Your objective >>
Produce the listing below again, exactly as shown.
***** Items
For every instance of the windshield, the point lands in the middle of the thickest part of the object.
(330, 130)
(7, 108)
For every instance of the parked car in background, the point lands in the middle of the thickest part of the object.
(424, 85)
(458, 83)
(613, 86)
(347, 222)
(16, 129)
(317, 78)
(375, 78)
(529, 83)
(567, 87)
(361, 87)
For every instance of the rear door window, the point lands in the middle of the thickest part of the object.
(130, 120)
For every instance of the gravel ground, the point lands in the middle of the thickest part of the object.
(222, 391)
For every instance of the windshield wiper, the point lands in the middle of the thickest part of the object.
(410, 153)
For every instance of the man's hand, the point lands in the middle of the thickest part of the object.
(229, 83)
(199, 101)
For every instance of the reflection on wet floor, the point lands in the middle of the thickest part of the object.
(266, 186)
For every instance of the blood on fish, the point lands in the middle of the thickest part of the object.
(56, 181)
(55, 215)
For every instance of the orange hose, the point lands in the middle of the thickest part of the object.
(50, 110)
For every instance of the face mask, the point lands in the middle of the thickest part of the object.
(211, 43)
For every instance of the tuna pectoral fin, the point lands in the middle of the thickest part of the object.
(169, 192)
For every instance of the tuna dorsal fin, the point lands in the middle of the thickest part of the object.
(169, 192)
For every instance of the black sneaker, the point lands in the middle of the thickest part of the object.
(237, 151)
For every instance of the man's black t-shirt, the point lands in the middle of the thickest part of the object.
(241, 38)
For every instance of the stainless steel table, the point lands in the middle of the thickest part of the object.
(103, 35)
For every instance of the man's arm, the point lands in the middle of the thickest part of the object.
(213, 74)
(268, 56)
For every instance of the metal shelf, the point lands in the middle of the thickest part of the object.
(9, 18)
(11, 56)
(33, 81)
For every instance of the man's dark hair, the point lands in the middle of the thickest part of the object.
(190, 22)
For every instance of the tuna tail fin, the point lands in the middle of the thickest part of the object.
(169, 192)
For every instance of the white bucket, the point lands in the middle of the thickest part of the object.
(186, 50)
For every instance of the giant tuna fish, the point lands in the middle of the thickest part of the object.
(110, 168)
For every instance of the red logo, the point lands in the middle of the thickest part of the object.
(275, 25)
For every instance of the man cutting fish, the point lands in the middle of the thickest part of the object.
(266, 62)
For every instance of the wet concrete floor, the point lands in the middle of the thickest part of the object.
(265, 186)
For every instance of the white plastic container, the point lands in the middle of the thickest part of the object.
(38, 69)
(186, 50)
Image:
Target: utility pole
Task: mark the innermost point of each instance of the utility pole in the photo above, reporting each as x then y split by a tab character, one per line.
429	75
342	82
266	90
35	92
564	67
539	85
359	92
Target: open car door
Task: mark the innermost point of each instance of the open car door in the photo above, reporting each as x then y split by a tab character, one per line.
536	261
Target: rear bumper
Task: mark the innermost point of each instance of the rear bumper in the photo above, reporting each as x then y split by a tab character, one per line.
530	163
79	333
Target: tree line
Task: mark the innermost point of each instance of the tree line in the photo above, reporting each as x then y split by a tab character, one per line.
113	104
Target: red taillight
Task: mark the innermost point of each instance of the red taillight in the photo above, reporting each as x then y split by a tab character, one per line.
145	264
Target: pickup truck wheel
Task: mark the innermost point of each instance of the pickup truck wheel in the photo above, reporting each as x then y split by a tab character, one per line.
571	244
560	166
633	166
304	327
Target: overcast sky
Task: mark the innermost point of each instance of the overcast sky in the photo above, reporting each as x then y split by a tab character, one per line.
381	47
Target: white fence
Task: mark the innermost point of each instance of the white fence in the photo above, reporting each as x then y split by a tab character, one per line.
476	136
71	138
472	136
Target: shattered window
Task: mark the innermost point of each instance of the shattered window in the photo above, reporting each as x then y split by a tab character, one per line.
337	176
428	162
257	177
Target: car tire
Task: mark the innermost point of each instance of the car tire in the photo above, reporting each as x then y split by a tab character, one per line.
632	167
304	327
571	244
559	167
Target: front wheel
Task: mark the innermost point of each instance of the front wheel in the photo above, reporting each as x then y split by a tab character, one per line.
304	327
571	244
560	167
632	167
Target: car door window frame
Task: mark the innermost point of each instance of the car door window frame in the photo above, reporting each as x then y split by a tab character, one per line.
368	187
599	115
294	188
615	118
**********
Reply >>
For every instance of the windshield, the point lands in the middle of the thickest part of the object.
(330, 130)
(7, 108)
For every instance of the parked car in background, the point lands in the middle of the thickest part of the object.
(424, 85)
(458, 83)
(613, 86)
(347, 222)
(16, 129)
(317, 78)
(375, 78)
(529, 83)
(567, 87)
(361, 87)
For every instance of the rear door window, the point lands in the middle of the thickest part of the object.
(130, 120)
For every instance of the gravel ground, the point lands in the middle of the thickest part of the object.
(222, 391)
For every instance of the windshield wiper, the point lands in the middle of the thickest part of the object.
(410, 153)
For every instance of the man's hand, the point lands in the middle of the thickest part of the object.
(229, 83)
(199, 101)
For every instance of the reflection on wet floor, the point lands in the middle of the thickest part of the object.
(266, 186)
For every instance of the blood on fish, the point lands in the middle of the thickest part of the object.
(56, 181)
(55, 215)
For every instance of the orange hose, the point lands in the middle of the thickest part of the object.
(50, 110)
For every instance of the face mask, the point lands in the middle of the thickest part of the object.
(211, 43)
For every instance of the tuna pectoral fin, the point lands in the middle of the thickest part of the object.
(169, 192)
For every instance of the tuna dorsal fin, the point lands in the middle of the thickest part of the object.
(169, 192)
For every instance of the black sneaker, the point lands in the middle of the thickest part of the object.
(237, 151)
For every instance of the man's black t-shirt, the point lands in the middle of the thickest part of the object.
(241, 38)
For every instance of the stainless steel table, the point lands in the middle of the thickest part of the object.
(103, 35)
For every instance of the man's arm, the point lands in the middle of the thickest part of the object.
(213, 74)
(268, 56)
For every instance of the metal shelf, the point lands in the middle of the thickest part of the object.
(9, 18)
(11, 56)
(33, 81)
For every instance of the man's dark hair, the point lands in the middle of the thickest part of the object.
(190, 22)
For every instance of the tuna tail fin, the point lands in the middle of the thickest part of the object.
(169, 192)
For every instance of the white bucket, the point lands in the middle of the thickest part of the object.
(186, 50)
For every instance of the giant tuna fish, the point lands in the middle of the thickest part of the object.
(110, 168)
For every instance of the red logo, the point lands in the middle of the thickest part of the object.
(275, 25)
For every instance of the man cutting fish, the point lands in the middle of the thickest part of the object.
(266, 62)
For every instance of the wet concrete floor, the point lands in the middle of the thickest part of the object.
(265, 186)
For every instance of the white plastic container, the point lands in the middle of the thickest part of the object.
(38, 69)
(186, 50)
Image:
Target: utility pole
Task: mark the innermost point of each instance of the utility pole in the photo above, reporting each as x then y split by a tab character, one per line.
429	75
342	82
266	90
35	92
564	67
539	85
359	92
Target: open car door
Task: mark the innermost point of each instance of the open car door in the photo above, reporting each as x then y split by a tab character, one per line.
536	261
Target: rear bumper
Task: mark the innermost point of each instance of the rear bumper in the photo above, reporting each as x then y split by a tab character, one per line.
530	163
79	333
Target: tree line
Task: mark the innermost point of each instance of the tree line in the photo above, reporting each as x then y split by a tab character, one per line.
113	104
Target: red taillight
Task: mark the innermost point of each instance of the red taillight in the photo above, reporting each as x then y split by a tab character, one per line.
145	264
Target: pickup truck wheel
Task: mark the innermost point of each instance of the pickup truck wheel in the photo above, reporting each as x then y split by a tab character, one per line.
571	244
560	166
633	166
304	327
Target: overcast sky
Task: mark the innermost point of each instance of the overcast sky in the photo above, reporting each as x then y split by a tab character, one per line.
381	47
Target: white fence
Task: mark the innermost point of each instance of the white fence in the photo above, reporting each as x then y split by a tab character, one per line.
476	136
71	138
472	136
Target: shattered window
Task: mark the innermost point of each instance of the shattered window in the photo above, reporting each as x then y split by a tab character, one per line.
337	176
428	162
257	177
Target: car tire
Task: mark the innermost point of each instance of the car tire in the photo above, reporting each as x then y split by a tab character, one per line.
632	167
304	327
571	244
559	167
Target: front wheel
Task: mark the innermost point of each instance of the front wheel in the photo above, reporting each as x then y split by a tab character, one per line.
304	327
571	244
560	167
632	167
Target: car door window frame
Task: mark the innermost point of each instance of the car door window frame in the photo above, reporting each as x then y split by a tab character, one per line.
368	187
599	115
294	188
615	118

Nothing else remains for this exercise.